— EXTRACT PROVIDED —
When we deliver services on the internet this sometimes involves placing small amounts of information on your computer, these include small files known as cookies. Cookies aren’t used to identify you personally but they can remember activities and preferences chosen by you and your browser. They’re here to make the site work better for you, and to help us understand how people use the website. To learn more about the cookies we use, read the information below.
Cookies for measuring website usage
We use Google Analytics to collect information about how people use this site. We do this to make sure it’s meeting its users’ needs and to understand how we could do it better. Google Analytics stores information about what pages you visit, how long you are on the site, how you got there and what you click on. We don’t collect or store your personal information (e.g. your name or address) so this information cannot be used to identify who you are. We do not allow Google to use or share our analytics data.

— PROBLEM —
Answer these questions about the cookie notice:
1. What can cookies remember?
2. Which service does the site use to collect information about how people use it?
3. Does the site allow Google to use or share its analytics data?

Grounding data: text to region
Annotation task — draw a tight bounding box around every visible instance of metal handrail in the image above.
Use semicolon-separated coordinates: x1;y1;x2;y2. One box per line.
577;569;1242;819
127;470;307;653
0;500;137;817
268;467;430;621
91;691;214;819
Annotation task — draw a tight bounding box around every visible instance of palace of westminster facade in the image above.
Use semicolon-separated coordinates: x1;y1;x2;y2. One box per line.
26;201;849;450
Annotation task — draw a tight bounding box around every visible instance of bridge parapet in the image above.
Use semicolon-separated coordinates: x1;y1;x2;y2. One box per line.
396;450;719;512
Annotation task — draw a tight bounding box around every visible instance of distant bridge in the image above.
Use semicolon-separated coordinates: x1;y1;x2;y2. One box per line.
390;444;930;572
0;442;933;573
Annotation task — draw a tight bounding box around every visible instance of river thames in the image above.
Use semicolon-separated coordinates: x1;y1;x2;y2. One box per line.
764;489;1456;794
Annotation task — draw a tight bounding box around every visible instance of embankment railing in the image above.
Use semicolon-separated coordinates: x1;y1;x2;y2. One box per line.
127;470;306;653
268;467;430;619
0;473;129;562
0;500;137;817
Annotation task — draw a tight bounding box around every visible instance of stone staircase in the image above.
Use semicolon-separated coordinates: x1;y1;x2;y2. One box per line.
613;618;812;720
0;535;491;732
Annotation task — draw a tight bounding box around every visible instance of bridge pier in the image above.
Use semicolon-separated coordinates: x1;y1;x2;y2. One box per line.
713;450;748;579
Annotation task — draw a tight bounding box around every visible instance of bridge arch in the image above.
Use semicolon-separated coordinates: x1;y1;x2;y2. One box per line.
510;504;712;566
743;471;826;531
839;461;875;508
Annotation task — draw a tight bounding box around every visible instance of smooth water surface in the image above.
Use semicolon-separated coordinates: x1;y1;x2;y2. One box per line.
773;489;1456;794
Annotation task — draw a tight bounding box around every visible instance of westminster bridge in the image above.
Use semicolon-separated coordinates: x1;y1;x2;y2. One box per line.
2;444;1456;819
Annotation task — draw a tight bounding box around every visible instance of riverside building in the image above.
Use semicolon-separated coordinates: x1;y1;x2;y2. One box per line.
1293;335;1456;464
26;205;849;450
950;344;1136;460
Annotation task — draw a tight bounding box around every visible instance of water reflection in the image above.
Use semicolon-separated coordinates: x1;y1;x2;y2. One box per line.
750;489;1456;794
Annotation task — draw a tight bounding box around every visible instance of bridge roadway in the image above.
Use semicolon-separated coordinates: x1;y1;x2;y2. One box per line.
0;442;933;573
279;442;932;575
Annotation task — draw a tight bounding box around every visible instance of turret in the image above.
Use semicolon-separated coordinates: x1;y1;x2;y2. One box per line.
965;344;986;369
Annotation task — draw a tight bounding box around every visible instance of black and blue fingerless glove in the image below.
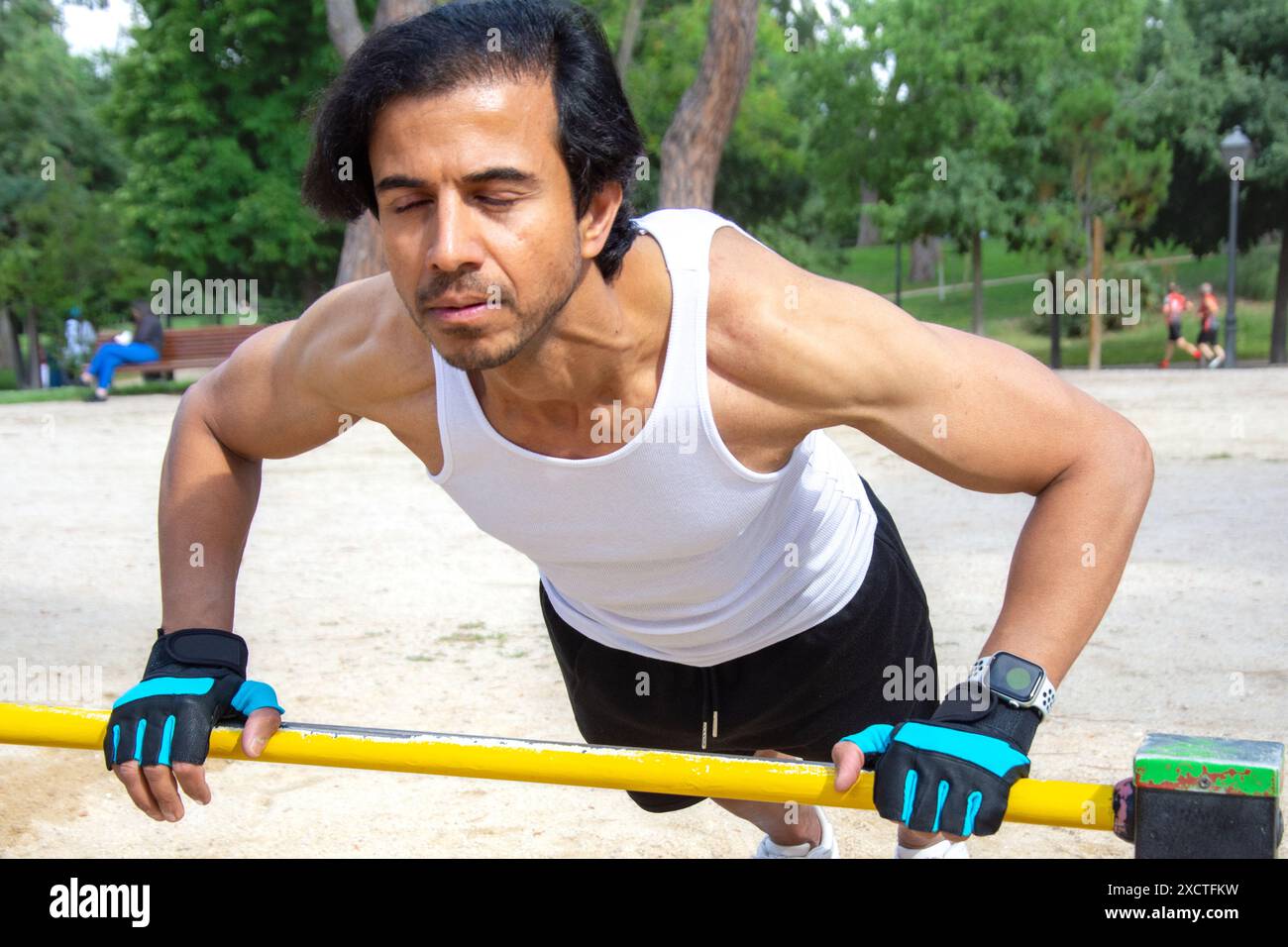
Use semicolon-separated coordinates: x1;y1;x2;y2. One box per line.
844;683;1040;836
103;627;284;770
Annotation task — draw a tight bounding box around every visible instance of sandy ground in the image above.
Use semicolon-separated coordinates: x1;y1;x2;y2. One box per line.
0;366;1288;858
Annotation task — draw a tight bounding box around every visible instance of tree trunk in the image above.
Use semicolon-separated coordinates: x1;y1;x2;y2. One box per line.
371;0;439;30
335;211;386;286
0;305;22;378
22;307;40;388
617;0;644;82
909;237;939;282
1087;215;1105;371
970;231;984;335
1270;227;1288;365
658;0;759;210
854;183;881;246
1047;270;1064;368
326;0;366;59
326;0;438;286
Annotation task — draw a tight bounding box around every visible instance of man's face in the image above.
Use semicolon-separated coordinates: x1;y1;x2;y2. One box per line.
370;80;606;369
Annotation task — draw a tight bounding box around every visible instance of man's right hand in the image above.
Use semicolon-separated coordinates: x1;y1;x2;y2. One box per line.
103;629;284;822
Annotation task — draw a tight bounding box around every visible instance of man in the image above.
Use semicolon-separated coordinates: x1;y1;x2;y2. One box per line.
1158;282;1202;368
1198;282;1225;368
81;299;164;401
97;0;1153;858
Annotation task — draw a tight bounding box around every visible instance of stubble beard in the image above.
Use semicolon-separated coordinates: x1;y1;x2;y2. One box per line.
415;232;592;371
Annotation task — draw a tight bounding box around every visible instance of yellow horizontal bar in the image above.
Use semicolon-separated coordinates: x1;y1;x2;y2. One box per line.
0;703;1113;831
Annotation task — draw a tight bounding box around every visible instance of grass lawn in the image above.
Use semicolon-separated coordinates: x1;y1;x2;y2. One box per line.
0;241;1271;404
0;378;196;404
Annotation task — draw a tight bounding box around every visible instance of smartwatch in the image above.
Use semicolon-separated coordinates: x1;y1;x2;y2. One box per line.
969;651;1055;720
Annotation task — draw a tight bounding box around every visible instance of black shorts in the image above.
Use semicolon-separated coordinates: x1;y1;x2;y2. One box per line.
538;480;939;811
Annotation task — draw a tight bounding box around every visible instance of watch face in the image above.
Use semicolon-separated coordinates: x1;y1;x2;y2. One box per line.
988;651;1042;703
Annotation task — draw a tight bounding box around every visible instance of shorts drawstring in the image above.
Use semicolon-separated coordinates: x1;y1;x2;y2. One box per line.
702;668;720;750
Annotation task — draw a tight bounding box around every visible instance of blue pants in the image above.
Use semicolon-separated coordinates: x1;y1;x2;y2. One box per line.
89;342;161;388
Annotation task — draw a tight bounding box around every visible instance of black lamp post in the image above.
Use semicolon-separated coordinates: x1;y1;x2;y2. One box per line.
1221;125;1252;368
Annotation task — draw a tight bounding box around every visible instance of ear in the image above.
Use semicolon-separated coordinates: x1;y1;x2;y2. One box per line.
577;180;623;259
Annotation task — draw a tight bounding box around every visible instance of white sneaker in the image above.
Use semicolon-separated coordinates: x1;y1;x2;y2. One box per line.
752;805;841;858
894;839;970;858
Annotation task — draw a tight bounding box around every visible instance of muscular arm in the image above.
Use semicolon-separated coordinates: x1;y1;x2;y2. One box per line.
712;228;1154;684
158;287;374;631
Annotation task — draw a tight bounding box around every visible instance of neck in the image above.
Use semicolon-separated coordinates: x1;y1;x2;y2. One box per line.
471;236;670;429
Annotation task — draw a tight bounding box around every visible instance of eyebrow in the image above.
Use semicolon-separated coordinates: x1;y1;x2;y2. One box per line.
376;166;537;191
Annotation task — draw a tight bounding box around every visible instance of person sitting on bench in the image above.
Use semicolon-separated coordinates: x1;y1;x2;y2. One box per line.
81;299;164;401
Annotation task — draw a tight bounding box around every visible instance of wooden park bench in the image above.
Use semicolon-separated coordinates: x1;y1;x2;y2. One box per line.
98;325;265;374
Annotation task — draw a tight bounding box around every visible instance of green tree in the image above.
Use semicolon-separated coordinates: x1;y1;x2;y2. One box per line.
0;0;126;384
1138;0;1288;364
111;0;342;318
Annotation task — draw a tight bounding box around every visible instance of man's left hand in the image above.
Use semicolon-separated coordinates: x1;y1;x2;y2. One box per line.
832;683;1040;837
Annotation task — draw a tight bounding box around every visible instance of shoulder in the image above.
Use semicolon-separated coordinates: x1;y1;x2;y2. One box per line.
707;227;954;433
280;271;434;416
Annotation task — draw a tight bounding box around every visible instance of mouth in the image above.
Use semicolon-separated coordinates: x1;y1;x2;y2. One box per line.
425;303;488;323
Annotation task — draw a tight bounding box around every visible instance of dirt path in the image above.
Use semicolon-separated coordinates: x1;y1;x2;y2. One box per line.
0;368;1288;858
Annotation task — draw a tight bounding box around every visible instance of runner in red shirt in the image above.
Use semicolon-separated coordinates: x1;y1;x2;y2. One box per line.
1199;282;1225;368
1158;282;1203;368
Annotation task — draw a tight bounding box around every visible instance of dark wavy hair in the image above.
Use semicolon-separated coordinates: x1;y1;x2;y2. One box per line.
303;0;644;282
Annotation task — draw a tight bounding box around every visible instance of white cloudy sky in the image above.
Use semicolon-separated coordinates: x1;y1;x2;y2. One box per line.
58;0;860;55
58;0;134;55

— ANSWER SPACE —
1. Activities and preferences chosen by you and your browser.
2. Google Analytics.
3. No.